_Text_:
========
Processing or generating files, sending emails or any other non-critical tasks should be done in the background.
How Does Background Processing Work?
There are two key components in the background processing approach: job queue and worker(s). The application creates jobs that should be handled while workers are waiting and taking from the queue one job at a time.
You can create multiple worker instances (processes) to speed up processing, chop a big job up into smaller chunks and process them simultaneously. It’s up to you how you want to organize and manage background processing, but note that parallel processing isn’t a trivial task: you should take care of potential race conditions and handle failed tasks gracefully.
Our tech stack
We’re using the Beanstalkd job queue to store jobs, the Symfony Console component to implement workers as console commands and Supervisor to take care of worker processes.
If you’re using Homestead Improved, Beanstalkd and Supervisor are already installed so you can skip the installation instructions below.
Installing Beanstalkd
Beanstalkd is
a fast work queue with a generic interface originally designed for reducing the latency of page views in high-volume web applications by running time-consuming tasks asynchronously.
There are many client libraries available that you can use. In our project, we’re using Pheanstalk.
To install Beanstalkd on your Ubuntu or Debian server, simply run sudo apt-get install beanstalkd
. Take a look at the official download page to learn how to install Beanstalkd on other OSes.
Once installed, Beanstalkd is started as a daemon, waiting for clients to connect and create (or process) jobs:
/etc/init.d/beanstalkd
Usage: /etc/init.d/beanstalkd {start|stop|force-stop|restart|force-reload|status}
Install Pheanstalk as a dependency by running composer require pda/pheanstalk
.
========
_Provided data_:

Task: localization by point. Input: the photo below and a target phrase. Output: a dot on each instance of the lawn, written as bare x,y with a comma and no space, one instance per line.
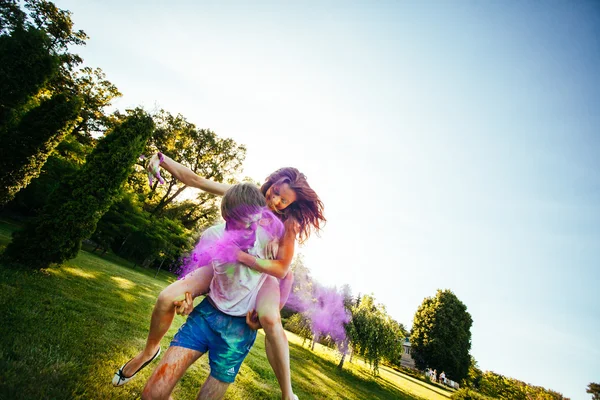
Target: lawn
65,330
========
_Written request_: Set down the passage of the background processing text starting at "Our tech stack" and ending at "time-consuming tasks asynchronously.", word for word.

_Task response_:
Our tech stack
We’re using the Beanstalkd job queue to store jobs, the Symfony Console component to implement workers as console commands and Supervisor to take care of worker processes.
If you’re using Homestead Improved, Beanstalkd and Supervisor are already installed so you can skip the installation instructions below.
Installing Beanstalkd
Beanstalkd is
a fast work queue with a generic interface originally designed for reducing the latency of page views in high-volume web applications by running time-consuming tasks asynchronously.